__Problem description__
Rewrite the listing below as a numbered list with one line per item. Skip any blank lines and leave the pictures out.

__Records for this exercise__

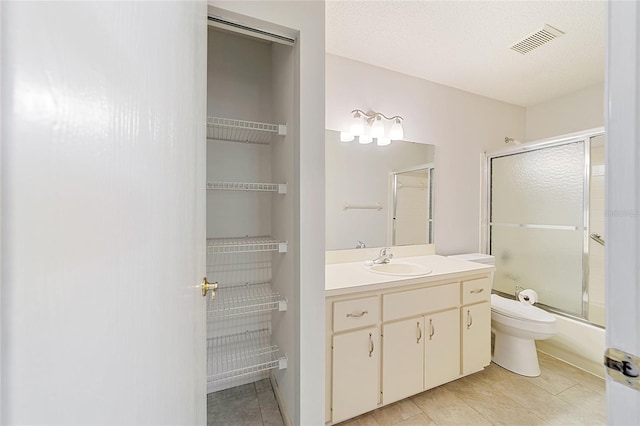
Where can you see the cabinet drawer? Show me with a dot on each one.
(356, 313)
(476, 290)
(424, 300)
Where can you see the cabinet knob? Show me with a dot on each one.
(371, 347)
(358, 315)
(433, 329)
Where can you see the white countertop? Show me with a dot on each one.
(350, 277)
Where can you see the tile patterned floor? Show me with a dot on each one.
(562, 395)
(251, 404)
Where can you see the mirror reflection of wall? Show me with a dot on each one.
(361, 177)
(413, 206)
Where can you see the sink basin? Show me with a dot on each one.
(399, 269)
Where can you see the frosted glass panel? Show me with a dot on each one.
(544, 186)
(546, 260)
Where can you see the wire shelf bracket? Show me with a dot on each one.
(245, 299)
(238, 355)
(229, 129)
(245, 245)
(280, 188)
(376, 206)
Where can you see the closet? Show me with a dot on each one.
(250, 234)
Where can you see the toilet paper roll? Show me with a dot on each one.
(528, 296)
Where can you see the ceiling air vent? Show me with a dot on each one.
(536, 39)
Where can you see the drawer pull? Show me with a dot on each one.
(433, 329)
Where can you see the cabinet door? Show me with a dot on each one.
(403, 357)
(476, 337)
(442, 348)
(356, 373)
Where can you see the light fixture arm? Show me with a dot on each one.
(370, 116)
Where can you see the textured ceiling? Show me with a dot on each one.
(465, 44)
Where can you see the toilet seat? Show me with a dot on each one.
(519, 310)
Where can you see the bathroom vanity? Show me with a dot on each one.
(390, 336)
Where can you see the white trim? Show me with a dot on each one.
(1, 298)
(281, 403)
(548, 142)
(622, 217)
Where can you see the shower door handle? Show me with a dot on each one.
(623, 367)
(597, 238)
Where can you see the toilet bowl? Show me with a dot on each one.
(517, 325)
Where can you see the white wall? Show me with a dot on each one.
(304, 396)
(577, 111)
(461, 125)
(360, 175)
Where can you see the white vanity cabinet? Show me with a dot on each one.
(475, 318)
(442, 348)
(396, 338)
(356, 369)
(403, 359)
(409, 348)
(355, 347)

__The completed task__
1. Where can you see the cabinet drawer? Show me with a dot on each one.
2. (356, 313)
3. (476, 290)
4. (424, 300)
5. Where can you see the cabinet knob? Show me with a dot on each one.
6. (371, 347)
7. (358, 315)
8. (433, 329)
9. Where can you see the white countertop? Show me with a dot on each one.
10. (350, 277)
11. Where can you see the tile patterned floor? Show me with a dot on each one.
12. (562, 395)
13. (251, 404)
14. Where can you see the mirror reflection of wall? Show me with a dot on each one.
15. (361, 177)
16. (413, 206)
17. Where can you see the sink basin? Show me with a dot on each one.
18. (399, 269)
19. Where can you see the frosted glass panel? Show me with a dot on each one.
20. (544, 186)
21. (546, 260)
22. Where can you see the wire shelf bracket? Show me with a dot on each one.
23. (245, 299)
24. (238, 355)
25. (229, 129)
26. (245, 245)
27. (280, 188)
28. (376, 206)
29. Where can you see the closet? Show me with a dot on each one.
30. (250, 234)
31. Where can you see the toilet paper roll? Show me with a dot on each one.
32. (528, 296)
33. Where can you see the ceiling air vent? Show me with a dot on each one.
34. (536, 39)
35. Where can you see the drawer pull? Show me with a dot on each one.
36. (433, 329)
37. Where can you see the cabinet door? Show me with a dot on each one.
38. (403, 357)
39. (476, 337)
40. (442, 348)
41. (356, 373)
42. Where can you see the light fixture arm? Show me with a dot on each one.
43. (370, 116)
44. Where can you see the textured ceiling? Show me with a dot on each one.
45. (465, 44)
46. Where can you see the toilet seat? Show me with a dot on each one.
47. (519, 310)
48. Where can you see the bathroom vanity? Show me with a dot on each one.
49. (390, 336)
50. Where can you see the white trim? Show me with a dot on each one.
51. (1, 298)
52. (281, 403)
53. (548, 142)
54. (622, 217)
55. Where can you see the shower door handle? Show me with a dot on each one.
56. (623, 367)
57. (597, 238)
58. Where can you see the toilet bowl? Show me with a dot on each one.
59. (517, 325)
60. Where can you see the white wall? Show me with a dot on each one.
61. (304, 396)
62. (577, 111)
63. (461, 125)
64. (360, 175)
65. Where can you see the white vanity cabinet? Show me with a dot on each one.
66. (475, 318)
67. (442, 348)
68. (396, 338)
69. (356, 369)
70. (403, 359)
71. (409, 348)
72. (355, 347)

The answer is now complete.